=== Written request 1 ===
Rewrite the rows as a JSON list of strings, one string per line, with blank lines left out. Start at the row line containing "Report x and y for each instance of the kitten's paw" and end at the last line of the rows.
━━━ Selected excerpt
Incorporating Marine Cultural Heritage Protection into Tanzania’s National Adaptation Plan

Project Description

Tanzania’s marine cultural heritage (MCH) is in danger of being lost or damaged due to climate change. This project examines how incorporating the protection of MCH into Tanzania’s National Adaptation Plan (NAP) could provide economic and cultural benefits for citizens by creating the potential to attract support from international funds. Under the UN Framework Convention on Climate Change, Tanzania has prepared a National Adaptation Programme of Action in which it identifies MCH sites as a short-term adaptation priority, and as important to developing sustainable and climate resilient tourism as they are to the country’s enduring cultural heritage. However greater emphasis can be placed on the role that MCH can play in improving the resilience to climate change of coastal communities through sustainable tourism in this sector. Tanzania is now preparing its NAP, in which it will identify medium- to long-term comprehensive climate adaptation priorities, and this project aims to advocate for the inclusion of Tanzania’s MCH as a specific adaptation priority in this policy document so that, ultimately, financial support can be sought for specific projects from the UNFCCC’s financial mechanism and other sources. Greater funding could not only build local capacity to record and preserve MCH at risk of climate change, but also identify infrastructural and developmental priorities to safeguard significant MCH against climate change-related loss and damage to ensure that it becomes an important area of green economic growth for coastal communities through the development of sustainable tourism initiatives, which bolster the resilience of such communities to the negative effects of climate change. Through this project, an interdisciplinary research-based workshop will be convened, bringing together academics, non-governmental organisations, and policymakers, to examine the viability and feasibility of including MCH as an adaptation priority in Tanzania’s NAP.
━━━━━━
━━━ Stored rows
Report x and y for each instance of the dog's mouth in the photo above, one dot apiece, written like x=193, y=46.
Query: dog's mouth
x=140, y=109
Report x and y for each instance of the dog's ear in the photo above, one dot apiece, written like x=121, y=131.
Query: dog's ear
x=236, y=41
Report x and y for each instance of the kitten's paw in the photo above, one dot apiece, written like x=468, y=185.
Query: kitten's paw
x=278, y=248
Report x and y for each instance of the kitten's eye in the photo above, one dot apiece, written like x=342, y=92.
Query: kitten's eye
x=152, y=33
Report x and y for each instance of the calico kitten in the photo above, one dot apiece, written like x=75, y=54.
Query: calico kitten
━━━━━━
=== Written request 2 ===
Based on the project description, answer yes or no to each statement below and quote the words from the description that decide it. (a) Tanzania's National Adaptation Programme of Action identifies marine cultural heritage sites as a short-term adaptation priority. (b) The planned workshop will bring together academics, non-governmental organizations, and local fishermen. (c) Tanzania has already finished preparing its NAP.

=== Response 1 ===
[
  "Report x and y for each instance of the kitten's paw in the photo above, one dot apiece, written like x=468, y=185.",
  "Query: kitten's paw",
  "x=278, y=248",
  "Report x and y for each instance of the kitten's eye in the photo above, one dot apiece, written like x=342, y=92.",
  "Query: kitten's eye",
  "x=152, y=33",
  "Report x and y for each instance of the calico kitten in the photo above, one dot apiece, written like x=75, y=54.",
  "Query: calico kitten"
]

=== Response 2 ===
(a) Yes: "identifies MCH sites as a short-term adaptation priority"
(b) No: "bringing together academics, non-governmental organisations, and policymakers"
(c) No: "Tanzania is now preparing its NAP"